DATA TO USE:
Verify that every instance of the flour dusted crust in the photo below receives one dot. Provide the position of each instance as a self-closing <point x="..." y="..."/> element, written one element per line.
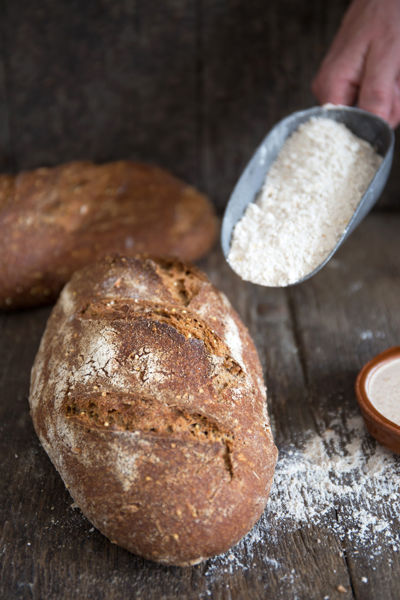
<point x="56" y="220"/>
<point x="148" y="396"/>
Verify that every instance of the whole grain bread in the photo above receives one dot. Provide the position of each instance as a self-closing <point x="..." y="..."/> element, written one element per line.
<point x="148" y="396"/>
<point x="56" y="220"/>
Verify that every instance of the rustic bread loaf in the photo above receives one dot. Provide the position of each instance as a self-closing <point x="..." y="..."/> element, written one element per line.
<point x="147" y="394"/>
<point x="56" y="220"/>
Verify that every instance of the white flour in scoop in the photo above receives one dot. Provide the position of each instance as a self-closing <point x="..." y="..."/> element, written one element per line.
<point x="307" y="200"/>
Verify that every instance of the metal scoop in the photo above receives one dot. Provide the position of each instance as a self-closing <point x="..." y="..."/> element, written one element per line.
<point x="363" y="124"/>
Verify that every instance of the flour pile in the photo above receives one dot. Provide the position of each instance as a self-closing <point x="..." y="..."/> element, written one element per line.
<point x="341" y="482"/>
<point x="307" y="200"/>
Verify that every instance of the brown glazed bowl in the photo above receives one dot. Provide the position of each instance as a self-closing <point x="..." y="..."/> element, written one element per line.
<point x="384" y="431"/>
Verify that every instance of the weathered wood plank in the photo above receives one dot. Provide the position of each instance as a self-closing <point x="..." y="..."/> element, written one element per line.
<point x="193" y="86"/>
<point x="103" y="80"/>
<point x="347" y="314"/>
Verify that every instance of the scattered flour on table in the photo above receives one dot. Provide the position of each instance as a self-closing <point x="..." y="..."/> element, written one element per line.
<point x="341" y="482"/>
<point x="307" y="200"/>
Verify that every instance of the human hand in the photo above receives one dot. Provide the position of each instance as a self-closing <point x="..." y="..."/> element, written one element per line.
<point x="363" y="64"/>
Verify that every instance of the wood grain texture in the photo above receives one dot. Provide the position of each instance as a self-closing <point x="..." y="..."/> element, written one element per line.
<point x="193" y="86"/>
<point x="312" y="344"/>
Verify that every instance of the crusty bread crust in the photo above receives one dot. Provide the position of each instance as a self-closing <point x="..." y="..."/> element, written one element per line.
<point x="56" y="220"/>
<point x="147" y="394"/>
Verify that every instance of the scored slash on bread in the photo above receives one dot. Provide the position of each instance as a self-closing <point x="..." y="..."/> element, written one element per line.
<point x="54" y="221"/>
<point x="147" y="394"/>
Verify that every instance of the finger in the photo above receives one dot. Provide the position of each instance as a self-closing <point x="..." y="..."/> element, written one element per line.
<point x="394" y="118"/>
<point x="330" y="85"/>
<point x="340" y="74"/>
<point x="378" y="81"/>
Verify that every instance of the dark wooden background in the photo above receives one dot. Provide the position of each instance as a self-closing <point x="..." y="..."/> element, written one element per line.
<point x="192" y="86"/>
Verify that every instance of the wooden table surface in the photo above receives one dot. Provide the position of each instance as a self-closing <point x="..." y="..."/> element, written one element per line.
<point x="312" y="340"/>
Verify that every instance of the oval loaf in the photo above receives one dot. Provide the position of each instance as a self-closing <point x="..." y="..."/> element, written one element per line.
<point x="54" y="221"/>
<point x="147" y="394"/>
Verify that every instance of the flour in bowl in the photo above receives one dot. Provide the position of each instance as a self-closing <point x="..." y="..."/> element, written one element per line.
<point x="307" y="200"/>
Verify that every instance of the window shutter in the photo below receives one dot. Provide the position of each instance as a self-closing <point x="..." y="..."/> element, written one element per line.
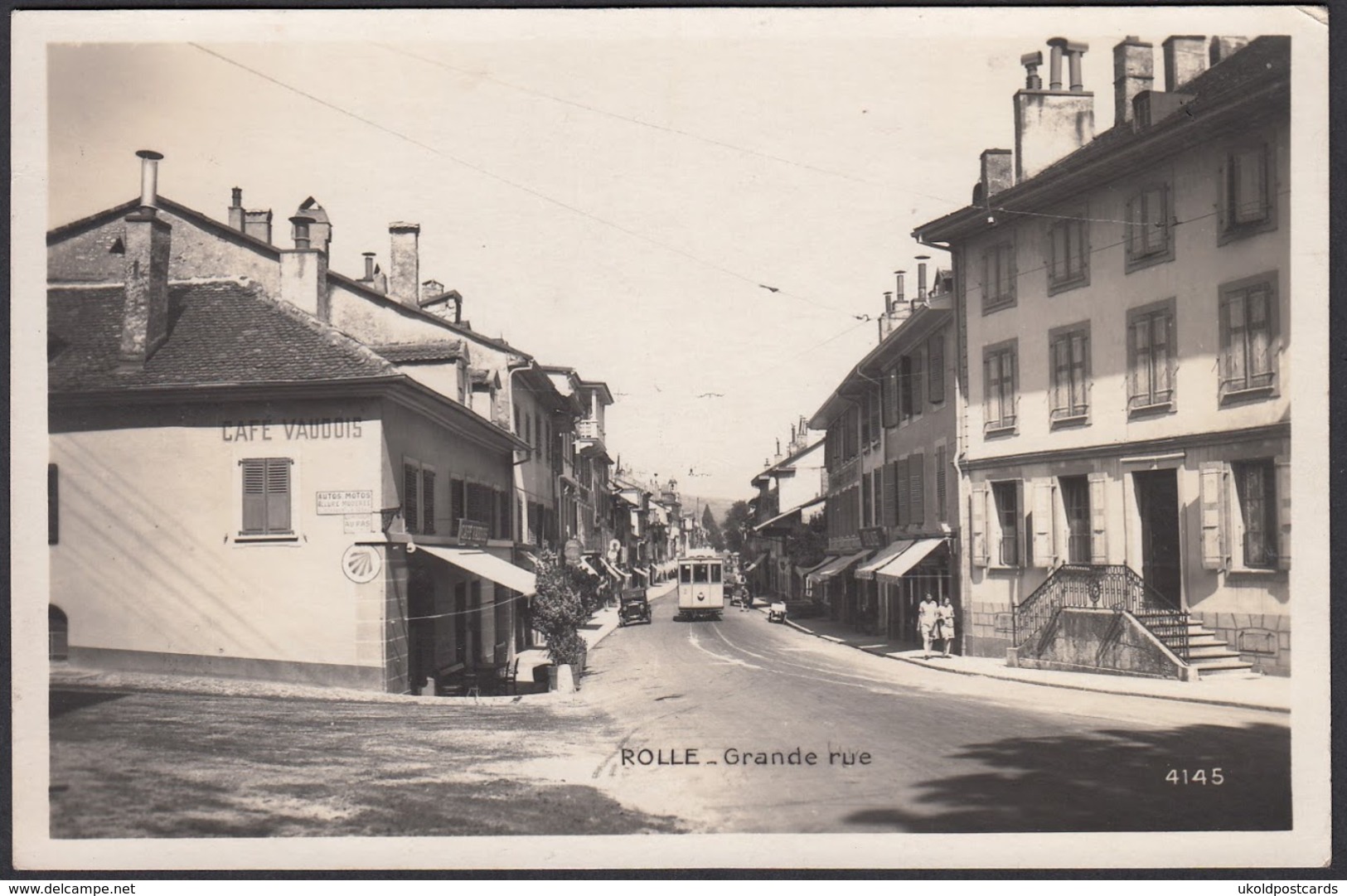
<point x="1282" y="512"/>
<point x="254" y="496"/>
<point x="1098" y="518"/>
<point x="904" y="493"/>
<point x="429" y="501"/>
<point x="1044" y="543"/>
<point x="978" y="523"/>
<point x="916" y="475"/>
<point x="1214" y="534"/>
<point x="411" y="497"/>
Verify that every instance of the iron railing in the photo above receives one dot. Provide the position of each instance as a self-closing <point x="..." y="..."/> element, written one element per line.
<point x="1098" y="586"/>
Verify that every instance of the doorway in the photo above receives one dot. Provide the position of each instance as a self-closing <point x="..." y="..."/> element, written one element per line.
<point x="1157" y="506"/>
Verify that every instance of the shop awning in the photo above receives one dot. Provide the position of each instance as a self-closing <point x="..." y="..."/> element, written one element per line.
<point x="838" y="564"/>
<point x="487" y="566"/>
<point x="868" y="569"/>
<point x="899" y="566"/>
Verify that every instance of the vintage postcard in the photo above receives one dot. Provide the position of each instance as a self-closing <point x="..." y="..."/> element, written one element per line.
<point x="670" y="438"/>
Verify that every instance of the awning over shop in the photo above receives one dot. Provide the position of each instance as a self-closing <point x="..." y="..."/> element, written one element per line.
<point x="903" y="564"/>
<point x="838" y="564"/>
<point x="487" y="566"/>
<point x="868" y="569"/>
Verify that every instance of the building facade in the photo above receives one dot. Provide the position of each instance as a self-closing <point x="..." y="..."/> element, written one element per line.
<point x="1124" y="371"/>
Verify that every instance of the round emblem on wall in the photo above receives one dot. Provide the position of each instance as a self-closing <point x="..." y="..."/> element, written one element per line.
<point x="361" y="564"/>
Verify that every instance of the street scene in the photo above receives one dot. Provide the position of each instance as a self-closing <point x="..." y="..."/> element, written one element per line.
<point x="672" y="426"/>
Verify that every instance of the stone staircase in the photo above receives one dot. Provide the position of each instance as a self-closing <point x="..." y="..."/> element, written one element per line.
<point x="1207" y="654"/>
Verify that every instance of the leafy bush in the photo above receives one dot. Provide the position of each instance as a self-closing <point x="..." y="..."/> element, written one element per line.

WHAT THE TASK REQUIRES: Can you write out all the records again with every "receives one dot" changed to "gets exactly one dot" and everything else left as it is? Omit the pictures.

TASK RESULT:
Verify that every instance of the flour dusted crust in the photo below gets exactly one dot. Provide the position of each instance as a self-closing <point x="..." y="..."/> element, written one element per line.
<point x="56" y="220"/>
<point x="148" y="396"/>
Verify that every instance of the whole grain bread in the photo above gets exactly one dot. Provide the position of each instance as a self-closing <point x="..." y="..."/> element, written one element per line.
<point x="148" y="396"/>
<point x="56" y="220"/>
Verify that every instance of the rustic bread loaf in the photo above gets exactly one dot. Provide the position of each instance as a self-closing <point x="..." y="..."/> element, written one element per line.
<point x="147" y="394"/>
<point x="56" y="220"/>
Verify that every instance of the white flour in scoop in the photo above gets exactly one dot. Provide the position of each instance as a self-closing <point x="..." y="..."/> element, written one element per line.
<point x="307" y="200"/>
Verify that every instance of the metal scoop in the photo above gets exactly one dot. Provide the position of each instance as a self-closing <point x="..." y="..."/> element, written one element per line.
<point x="363" y="124"/>
Verify that every instance of the flour pile in the photo above gets exactly one dot. Provide the position of each instance as a self-closing <point x="..." y="..."/> element, written one element per line.
<point x="341" y="482"/>
<point x="307" y="200"/>
Verify that every instance of the brown glazed bowl in the photo above gets exactly one dot. Provide the position of each instance as a self-closing <point x="..." y="..."/> element, written one element per line.
<point x="384" y="431"/>
Verify that every instance of the weathered wood plank in the photo above gets exactly one dot. Provide the position of each instance as a self-closing <point x="..." y="..."/> element, written one element per line.
<point x="193" y="86"/>
<point x="103" y="80"/>
<point x="347" y="314"/>
Verify that every instance of the scattered flour on table in the photo above gets exactly one dot. Provide the position of each instance as a self-closing <point x="..." y="..."/> element, written one element per line.
<point x="341" y="482"/>
<point x="307" y="200"/>
Verify that every instance of the human hand in the photo above gets exactly one dot. Provide the position of each instance as a self-closing <point x="..." y="..."/> element, written one element per line.
<point x="363" y="64"/>
Verify that every instance of the wood grain texture in the photo above gets exactly one dot. Provide the position of each instance as a self-closing <point x="..." y="..."/> element, written one element per line.
<point x="193" y="86"/>
<point x="312" y="344"/>
Verify that every instance of the crusty bread crust in the photo above gets exactly one dot. Provide the position of each instance as a self-closing <point x="..." y="..."/> element, written one element per line.
<point x="56" y="220"/>
<point x="147" y="394"/>
Verify that every instance of the scored slash on bread in the photo above gets exactly one dot. Provide the position of each instance as a self-closing <point x="..." y="..."/> element, written one element per line.
<point x="54" y="221"/>
<point x="147" y="394"/>
Verify that every instance of the finger in the photo above gets exactly one dot. Provide the position of each instance as a self-closing <point x="..." y="..."/> element, written one element per line.
<point x="394" y="118"/>
<point x="330" y="85"/>
<point x="340" y="74"/>
<point x="378" y="81"/>
Verify that every instance of the dark wooden background in the photo above gets exactly one dot. Provide the position of each instance as a self-closing <point x="..." y="..."/> element, written one element per line.
<point x="192" y="86"/>
Verify that every instance of the wooden table surface in the photo above gets exactly one dot. Provide the position of each instance as a self-closing <point x="..." y="..."/> element, written one element per line.
<point x="312" y="340"/>
Verify that every instance of the oval loaf in the photo above gets exactly one dot. Provide the position of each instance as a self-closing <point x="..." y="..."/> element, written one element per line.
<point x="54" y="221"/>
<point x="147" y="394"/>
Verify that every instance of the flour in bowl in the photo above gets exactly one dot. Provide the position of each instance as a self-closing <point x="..." y="..."/> element, written one element per line.
<point x="307" y="200"/>
Verify that every instance of the window shutter in the photo below gets exactly one dot. Provide the position of each instance as a self-closing <point x="..." y="..."/> element, written one element per line.
<point x="1282" y="512"/>
<point x="254" y="496"/>
<point x="1098" y="518"/>
<point x="904" y="493"/>
<point x="429" y="501"/>
<point x="1044" y="543"/>
<point x="978" y="523"/>
<point x="916" y="475"/>
<point x="1214" y="534"/>
<point x="411" y="497"/>
Verify that every instance of the iron railing in the photo above gets exactly one dot. Provide the position of each instance as a self-closing <point x="..." y="..."/> element, written one element per line.
<point x="1098" y="586"/>
Verify that every instance of the doorway in the photo above gets exactly one dot. Provide the position of each instance as a self-closing <point x="..." y="..."/> element, written one element per line.
<point x="1157" y="506"/>
Verify that every instance of the shop awning in the photo above gets exactly one dot. Provide the position of each instance as a self-closing <point x="..." y="..."/> element, written one element per line.
<point x="838" y="564"/>
<point x="487" y="566"/>
<point x="868" y="569"/>
<point x="899" y="566"/>
Verify that every instance of the vintage postcard in the photo above gets exactly one dot. Provide the position of each instance as a self-closing <point x="..." y="..."/> element, written one element per line.
<point x="670" y="438"/>
Verify that every instance of the awning over shop in the photo above gets exactly one dot. Provide the position of each instance as a self-closing <point x="..." y="..."/> element, written one element per line.
<point x="903" y="564"/>
<point x="838" y="564"/>
<point x="487" y="566"/>
<point x="868" y="569"/>
Verify that every instance of the building facade in the photo above gets exactly one dot. Provide the position of each instance as a self-closing <point x="..." y="..."/> element, written one element per line.
<point x="1124" y="371"/>
Verify that every instance of the round emblem on wall in the photo above gets exactly one dot. Provide the position of each instance as a self-closing <point x="..." y="..."/> element, written one element per line.
<point x="361" y="564"/>
Verify that every instance of the street scene in the photo above gets exactly one dot. Provide the position of each instance as a self-closing <point x="..." y="..."/> element, written one element per line.
<point x="672" y="426"/>
Verify that every instance of the stone staircase in the photo above gets exactly one dot. Provide the position of each instance as a self-closing <point x="..." y="..."/> element, written one element per line.
<point x="1207" y="654"/>
Verify that every instance of the leafy bush in the photo above gets exactly one dot. Provide the position of each instance as a self-closing <point x="..." y="..."/> element, written one element per line.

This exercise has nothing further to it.